- Written request
Edit the ski resort forum thread from "Also.. I don't" to "rent a vehicle." by replacing "shuttle service" with "bus service", and write out that passage with the change.

Oh resorts besides park city.

Well you have Brighton, Solitude, Canyons, Snowbird, Powder Mountain and Snowbasin. Those will be your best bets. 

http://i.imgur.com/Tnx8w.jpg


----------



## Karasene (Oct 20, 2010)

Also.. I don't really see how a small not well known mountain is going to do you any good.. only the major ones are going to have a shuttle service. Maybe hit under the radar places once you're old enough to rent a vehicle.


----------



## ThunderChunky (Oct 1, 2011)

Yah, I know I checked schweitzer though they have a few. It's still a year away though so everything is still up in the air. I gotta say thanks though. You guys have been really helpful. If you find or know any other powder type resorts lemme know. Thats what I'm looking for, isn't everyone? I'll check those out. Thanks man.


----------



## ThunderChunky (Oct 1, 2011)

Powder Mountain and Solitude. Anybody ride these before? Especially liking Powder Mountain.


----------



## bebop_monk (Jan 23, 2011)

Solitude is awesome. Its seriously just solitude. I usually only go there once or twice a season, since I have a pass to the canyons, but def a great resort. It's my dad's favorite by far, because of the endless tree runs and fresh snow you can hit all day long.

- Source excerpt
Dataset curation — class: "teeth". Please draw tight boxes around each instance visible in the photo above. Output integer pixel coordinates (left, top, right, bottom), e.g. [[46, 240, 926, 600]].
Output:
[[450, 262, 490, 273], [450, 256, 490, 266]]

- Solved exercise
Also.. I don't really see how a small not well known mountain is going to do you any good.. only the major ones are going to have a bus service. Maybe hit under the radar places once you're old enough to rent a vehicle.